------ EXTRACTED MATERIAL
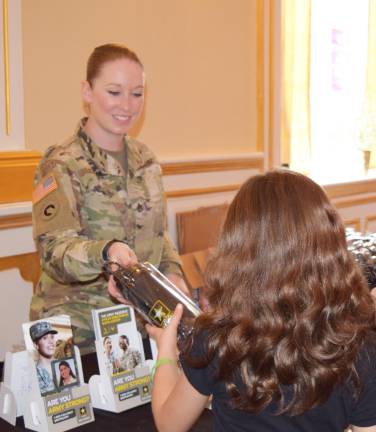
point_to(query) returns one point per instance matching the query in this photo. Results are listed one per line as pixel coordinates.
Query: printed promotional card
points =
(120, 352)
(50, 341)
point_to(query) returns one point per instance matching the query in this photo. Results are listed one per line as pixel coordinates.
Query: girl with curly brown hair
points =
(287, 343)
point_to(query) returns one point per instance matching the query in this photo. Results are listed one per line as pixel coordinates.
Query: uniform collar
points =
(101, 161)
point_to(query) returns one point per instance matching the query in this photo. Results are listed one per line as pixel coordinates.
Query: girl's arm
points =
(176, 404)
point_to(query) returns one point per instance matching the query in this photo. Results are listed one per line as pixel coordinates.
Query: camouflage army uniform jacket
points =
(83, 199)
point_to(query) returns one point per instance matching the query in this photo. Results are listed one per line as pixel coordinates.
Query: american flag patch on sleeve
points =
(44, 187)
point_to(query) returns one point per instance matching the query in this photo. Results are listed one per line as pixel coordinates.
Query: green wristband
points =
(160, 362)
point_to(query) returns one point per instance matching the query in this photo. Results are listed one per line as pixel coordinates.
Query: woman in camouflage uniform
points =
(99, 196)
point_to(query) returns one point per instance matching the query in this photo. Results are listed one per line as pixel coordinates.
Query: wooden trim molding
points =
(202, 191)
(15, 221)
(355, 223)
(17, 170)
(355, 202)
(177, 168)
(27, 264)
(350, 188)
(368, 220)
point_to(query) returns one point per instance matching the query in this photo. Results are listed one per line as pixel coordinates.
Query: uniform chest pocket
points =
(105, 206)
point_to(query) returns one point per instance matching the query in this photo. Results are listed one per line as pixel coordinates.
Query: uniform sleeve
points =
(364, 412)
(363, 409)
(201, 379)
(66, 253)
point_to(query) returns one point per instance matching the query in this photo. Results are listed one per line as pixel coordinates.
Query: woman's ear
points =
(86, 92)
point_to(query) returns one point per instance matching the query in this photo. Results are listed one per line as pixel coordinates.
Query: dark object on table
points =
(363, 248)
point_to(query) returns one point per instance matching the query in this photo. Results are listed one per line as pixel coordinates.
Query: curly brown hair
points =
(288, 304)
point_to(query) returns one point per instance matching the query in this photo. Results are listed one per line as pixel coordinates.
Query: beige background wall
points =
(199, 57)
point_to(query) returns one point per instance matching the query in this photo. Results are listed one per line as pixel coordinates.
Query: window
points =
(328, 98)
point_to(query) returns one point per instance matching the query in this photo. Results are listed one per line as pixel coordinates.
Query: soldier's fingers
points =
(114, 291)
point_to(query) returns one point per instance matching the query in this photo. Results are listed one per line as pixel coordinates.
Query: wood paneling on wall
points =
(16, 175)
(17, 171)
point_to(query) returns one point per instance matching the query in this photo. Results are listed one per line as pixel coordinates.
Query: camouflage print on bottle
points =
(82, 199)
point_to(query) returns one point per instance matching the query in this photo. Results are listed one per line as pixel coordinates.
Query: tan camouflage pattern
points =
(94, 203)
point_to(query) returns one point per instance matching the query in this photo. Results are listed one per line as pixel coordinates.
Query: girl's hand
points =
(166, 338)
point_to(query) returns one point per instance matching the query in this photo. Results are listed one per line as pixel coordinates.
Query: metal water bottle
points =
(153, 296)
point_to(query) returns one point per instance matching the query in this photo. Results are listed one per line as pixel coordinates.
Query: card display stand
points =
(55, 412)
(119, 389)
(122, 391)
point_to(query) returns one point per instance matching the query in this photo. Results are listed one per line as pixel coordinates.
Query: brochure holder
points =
------------
■ SET PROBLEM
Leaving all pictures aside, quote each record exactly.

■ TASK RESULT
point_to(query) returns one point per instance matching the query in this photo. Results are listed one per line as pixel coordinates.
Query: printed promotional card
points =
(120, 352)
(50, 341)
point_to(query) returns one point per instance matching the query in this photo. Results are listed one per line as pixel coordinates.
Query: girl with curly brown hair
points =
(287, 343)
point_to(query) returns one point per instance matching the query in this photo. Results are listed one per line as pixel coordinates.
Query: uniform collar
points =
(101, 161)
point_to(query) returns one point per instance matching the query in this photo. Results are listed one per line as pixel coordinates.
Query: girl's arm
points =
(176, 404)
point_to(query) returns one point per instance matching the query in this photo. Results are listed one per line as pixel coordinates.
Query: camouflage army uniform jacket
points =
(83, 199)
point_to(query) returns one point per instance matching the query in this photo. Results are listed one per line as pixel coordinates.
Query: american flag patch on sleeve
points =
(44, 187)
point_to(query) returns one point per instance matching the query in this photo. Results are listed one per line as pixel coordinates.
Query: green wristband
points =
(160, 362)
point_to(query) returns one point per instance matching the query in this photo. Results are listed one per line as pixel coordinates.
Query: woman in camouflage uniform
points =
(99, 196)
point_to(query) returns one point per instance matching the query in this photo. Results are listed one per line as pixel coordinates.
Query: wooden trim molding
points =
(202, 191)
(15, 221)
(355, 223)
(17, 170)
(355, 202)
(177, 168)
(27, 264)
(350, 188)
(368, 220)
point_to(query) returns one point per instance matching the query in this photo. Results are listed one per line as pixel coordinates.
Query: uniform chest pocket
points =
(105, 206)
point_to(query) returns one point per instance matching the query in this photo. Results are listed one per line as pixel coordinates.
Query: uniform sleeve
points =
(364, 412)
(363, 409)
(201, 379)
(66, 253)
point_to(query) returns one point per instance matching the query in this photo. Results are listed one per line as pixel coordinates.
Query: woman's ear
points =
(86, 92)
point_to(query) returns one point per instance matching the query in this photo. Results are listed one per line as pixel coordinates.
Query: dark object on table
points =
(363, 248)
point_to(query) returns one point per instance matching the query in this photo. Results are listed one per line as pixel coordinates.
Query: curly brown hair
points =
(288, 304)
point_to(query) returns one point per instance matching the query in this photo. Results are listed one per line as pixel coordinates.
Query: beige background wall
points =
(199, 57)
point_to(query) returns one point per instance matching the query in this photo. Results are listed one per line as pixel coordinates.
Query: window
points =
(328, 98)
point_to(query) returns one point per instance matching the query in this photo. Results are listed one per line as pixel coordinates.
Query: soldier's fingers
points =
(114, 291)
point_to(query) returns one point per instance matching the query in this photo. Results are listed one per line as pixel coordinates.
Query: wood paneling on wall
points =
(16, 175)
(17, 171)
point_to(query) returns one point per instance matching the query in this photo. Results are listed one per line as pixel coordinates.
Query: camouflage print on bottle
points =
(82, 199)
point_to(query) returns one point per instance matching the query in this photo. Results are listed one per line as pixel coordinates.
Query: tan camouflage pattern
points =
(94, 203)
point_to(query) returns one point per instance matching the query in this photo. Results are listed one per line as pixel coordinates.
Query: girl's hand
points =
(166, 338)
point_to(query) returns one point per instance matching the query in this photo. Results are listed one per line as pixel coordinates.
Query: metal water bottle
points =
(153, 296)
point_to(query) returns one point per instance matching the query in this photo. Results are listed one per line as pixel coordinates.
Query: card display stand
points =
(55, 412)
(119, 389)
(122, 391)
point_to(query) returns one point per instance matching the query in this photo. Results are listed one per line as pixel coordinates.
Query: brochure holder
points =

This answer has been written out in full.